Alle punten van de rechte door $(0,0)$ en door het punt $P(x_1,y_1)$ zijn van de vorm $t(x_1,y_1)$ , of dus $(tx_1,ty_1)$ , met $t$ een willekeurig reëel getal.
Merk op dat deze rechte samenvalt met de rechte door $(2x_1,2y_1)$ of meer algemeen door $(kx_1,ky_1)$ , met $k\in \Rnul$ .

Door een dergelijke rechte te verschuiven bekomen we evenwijdige rechten:

Merk op dat verschuiven over $\xvec {q_2}=(2,1)$ of verschuiven over $\xvec {q_3}=(4,4)$ hier dezelfde rechte oplevert.

▶ _Opdracht_: Zet de tekst over rechten door de oorsprong voort na de laatste zin.

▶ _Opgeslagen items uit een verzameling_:
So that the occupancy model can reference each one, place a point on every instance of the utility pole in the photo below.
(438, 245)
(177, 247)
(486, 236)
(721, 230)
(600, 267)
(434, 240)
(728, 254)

▶ _Antwoord_:
Als de parameter loopt doorheen de reële getallen bekom je alle punten van een rechte die door een punt $\xvec {q}$ gaat en evenwijdig is met een vector $\xvec {p}$ . Op onderstaande tekening is de groene rechte de verschuiving van de blauwe rechte over een afstand $\xvec {q}$ maar ook de som van alle herschalingen van $\xvec {p}$ en het punt $\xvec {q}$ :

Parametervergelijkingen van een rechteEen parametervergelijking van een rechte met richtingsvector $\xvec {p}=(x_1,y_1)$ , positievector $\xvec {q} = (q_x,q_y)$ en parameter $t$ is een uitdrukking van de vorm $L\leftrightarrow \begin {bmatrix} x \\y\end {bmatrix} = t \begin {bmatrix} x_1 \\y_1\end {bmatrix} + \begin {bmatrix} q_x \\q_y\end {bmatrix}, \quad t\in \R$ die we ook kunnen schrijven als $L\leftrightarrow \begin {cases} x = tx_1 + q_x\\y = ty_1 + q_y \end {cases} \quad \textrm { met } t\in \R$ of als $L\leftrightarrow (x,y) = t(x_1,y_1) + (q_x,q_y), \quad \textrm { met } t\in \R$ of als $L\leftrightarrow (x,y) = (tx_1+q_x, ty_1+q_y), \quad \textrm { met } t\in \R$ of als $L\leftrightarrow \xvec {x} = t\xvec {p} + \xvec {q}, \quad \textrm { met } t\in \R$ Deze rechte bevat de positievector $\xvec {q}$ en is evenwijdig met de richtingsvector $\xvec {p}$ .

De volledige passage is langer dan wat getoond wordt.